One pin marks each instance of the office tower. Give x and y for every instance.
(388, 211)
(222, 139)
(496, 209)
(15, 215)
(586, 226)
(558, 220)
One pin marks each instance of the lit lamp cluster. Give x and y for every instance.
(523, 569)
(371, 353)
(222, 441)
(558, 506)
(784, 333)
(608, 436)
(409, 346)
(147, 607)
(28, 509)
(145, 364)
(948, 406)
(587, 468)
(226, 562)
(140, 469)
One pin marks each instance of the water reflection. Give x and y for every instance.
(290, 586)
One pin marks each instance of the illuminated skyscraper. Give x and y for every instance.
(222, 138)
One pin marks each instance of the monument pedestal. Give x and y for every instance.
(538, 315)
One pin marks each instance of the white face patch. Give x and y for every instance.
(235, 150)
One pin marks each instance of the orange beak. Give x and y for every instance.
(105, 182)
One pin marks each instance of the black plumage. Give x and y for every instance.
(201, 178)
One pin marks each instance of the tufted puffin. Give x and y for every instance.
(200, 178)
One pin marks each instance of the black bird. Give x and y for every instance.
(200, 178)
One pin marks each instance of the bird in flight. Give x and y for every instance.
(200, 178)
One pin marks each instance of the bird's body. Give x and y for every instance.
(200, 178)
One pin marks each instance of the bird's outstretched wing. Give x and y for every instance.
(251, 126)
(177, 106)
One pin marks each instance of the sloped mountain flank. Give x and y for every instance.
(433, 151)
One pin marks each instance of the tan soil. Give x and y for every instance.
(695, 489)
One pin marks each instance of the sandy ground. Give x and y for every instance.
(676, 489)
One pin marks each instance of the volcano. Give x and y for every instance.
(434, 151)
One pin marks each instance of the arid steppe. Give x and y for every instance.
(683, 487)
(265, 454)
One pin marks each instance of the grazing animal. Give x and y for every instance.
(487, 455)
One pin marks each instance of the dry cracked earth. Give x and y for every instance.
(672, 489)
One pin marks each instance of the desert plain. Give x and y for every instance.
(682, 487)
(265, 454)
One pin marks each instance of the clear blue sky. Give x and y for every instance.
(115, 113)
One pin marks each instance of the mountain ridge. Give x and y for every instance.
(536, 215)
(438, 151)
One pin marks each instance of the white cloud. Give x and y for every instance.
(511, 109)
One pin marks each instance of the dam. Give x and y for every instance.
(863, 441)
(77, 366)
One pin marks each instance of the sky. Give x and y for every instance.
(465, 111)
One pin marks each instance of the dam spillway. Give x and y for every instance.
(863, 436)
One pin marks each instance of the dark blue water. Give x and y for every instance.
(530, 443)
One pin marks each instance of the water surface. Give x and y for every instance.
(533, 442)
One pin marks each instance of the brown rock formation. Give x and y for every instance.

________________________

» EXERCISE DESCRIPTION: Reproduce the stretch of entries from the line containing "One pin marks each instance of the white cloud." through the end of the entries, keeping every line, and shift each coordinate in the answers by adding 12 to it.

» ANSWER TO THIS EXERCISE:
One pin marks each instance of the white cloud. Give x and y for every instance.
(523, 121)
One pin marks each instance of the dam. Give x and y for every instance.
(875, 453)
(89, 378)
One pin marks each instance of the sky. Give x and y for every instance.
(477, 123)
One pin marks each instance of the dam spillway. Give x and y for every instance.
(875, 448)
One pin marks each instance of the dark blue water. Give x and y for every instance.
(542, 455)
One pin marks each instance of the water surface. Give x and y for every instance.
(545, 454)
One pin marks each instance of the brown rock formation. Give x and y for every instance.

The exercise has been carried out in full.